> _DOCUMENT PASSAGE_:
-- -- --

Uncertainty Wednesday: Working for a Startup

I got the idea for today’s Uncertainty Wednesday from seeing quite a few tweets in my timeline to the effect that startups don’t really have meaningful upside for employees. Tracing these tweets back, led me to this post titled “working for a startups makes increasingly less sense” which has the following quote in it

That startup sold for 200 million dollars and, as the 10th engineer, I made … 15000 dollars from that exit.

First, let me do some math here: 0.015 / 200 = 0.000075 which is 0.0075%. So one of two things have to be true. Either this person got a terrible equity package, or the company had a ton of preferred overhang so that very little of the exit value went to the employees (this can and does happen).

The 10th engineer at a startup might have 0.1% (possibly more, I have seen 0,25% or more). Let’s assume a bunch of dilution along the way to 0.05% at exit. That would still be 200 * 0.0005 = 0.1 million. Now 100,000 dollars isn’t a fortune but it is certainly more meaningful than 15,000 dollars.

-- -- --

> _CHALLENGE_: Reproduce the part of the Uncertainty Wednesday post starting with "I got the idea" and going on through "and does happen).", swapping every "engineer" for "developer".

-- -- --

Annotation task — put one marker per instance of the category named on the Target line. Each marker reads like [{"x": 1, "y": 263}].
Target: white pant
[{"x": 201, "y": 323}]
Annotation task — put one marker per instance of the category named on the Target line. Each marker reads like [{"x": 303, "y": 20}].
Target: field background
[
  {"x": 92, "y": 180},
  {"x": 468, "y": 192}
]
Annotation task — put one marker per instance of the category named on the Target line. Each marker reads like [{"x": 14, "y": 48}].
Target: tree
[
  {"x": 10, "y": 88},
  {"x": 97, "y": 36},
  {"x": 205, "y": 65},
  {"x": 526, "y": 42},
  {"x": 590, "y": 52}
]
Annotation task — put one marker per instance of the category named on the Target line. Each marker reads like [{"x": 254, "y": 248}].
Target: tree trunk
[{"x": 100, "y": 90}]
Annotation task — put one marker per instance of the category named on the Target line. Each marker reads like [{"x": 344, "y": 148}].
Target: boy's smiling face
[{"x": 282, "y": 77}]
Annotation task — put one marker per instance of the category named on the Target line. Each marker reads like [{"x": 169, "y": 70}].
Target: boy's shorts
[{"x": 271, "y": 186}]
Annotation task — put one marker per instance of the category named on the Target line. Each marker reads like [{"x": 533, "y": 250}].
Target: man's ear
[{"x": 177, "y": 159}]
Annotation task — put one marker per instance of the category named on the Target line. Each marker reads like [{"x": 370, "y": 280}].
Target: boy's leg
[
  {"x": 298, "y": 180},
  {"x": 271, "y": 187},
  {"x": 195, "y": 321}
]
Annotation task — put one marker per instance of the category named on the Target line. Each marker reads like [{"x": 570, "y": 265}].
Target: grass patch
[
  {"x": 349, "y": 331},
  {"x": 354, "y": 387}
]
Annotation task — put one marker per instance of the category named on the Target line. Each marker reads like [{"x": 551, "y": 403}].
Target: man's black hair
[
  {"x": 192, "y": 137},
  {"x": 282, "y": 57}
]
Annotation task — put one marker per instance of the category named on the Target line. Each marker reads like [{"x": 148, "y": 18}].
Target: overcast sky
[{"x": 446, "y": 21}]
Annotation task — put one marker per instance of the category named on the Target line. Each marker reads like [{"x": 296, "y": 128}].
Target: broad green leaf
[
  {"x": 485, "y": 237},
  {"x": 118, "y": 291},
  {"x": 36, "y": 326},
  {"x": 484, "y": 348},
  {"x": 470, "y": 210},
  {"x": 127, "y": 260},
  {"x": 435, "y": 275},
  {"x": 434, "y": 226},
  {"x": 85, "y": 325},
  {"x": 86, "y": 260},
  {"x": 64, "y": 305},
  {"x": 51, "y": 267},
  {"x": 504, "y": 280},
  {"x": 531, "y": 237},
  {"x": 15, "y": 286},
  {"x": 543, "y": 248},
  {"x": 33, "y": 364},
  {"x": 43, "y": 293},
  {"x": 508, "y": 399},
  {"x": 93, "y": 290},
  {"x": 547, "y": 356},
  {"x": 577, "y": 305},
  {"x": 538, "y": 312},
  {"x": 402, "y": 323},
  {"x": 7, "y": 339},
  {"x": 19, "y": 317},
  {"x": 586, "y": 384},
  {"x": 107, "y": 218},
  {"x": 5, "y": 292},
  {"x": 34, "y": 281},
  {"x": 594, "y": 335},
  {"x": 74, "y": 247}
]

-- -- --

> _WORKED SOLUTION_:
I got the idea for today’s Uncertainty Wednesday from seeing quite a few tweets in my timeline to the effect that startups don’t really have meaningful upside for employees. Tracing these tweets back, led me to this post titled “working for a startups makes increasingly less sense” which has the following quote in it

That startup sold for 200 million dollars and, as the 10th developer, I made … 15000 dollars from that exit.

First, let me do some math here: 0.015 / 200 = 0.000075 which is 0.0075%. So one of two things have to be true. Either this person got a terrible equity package, or the company had a ton of preferred overhang so that very little of the exit value went to the employees (this can and does happen).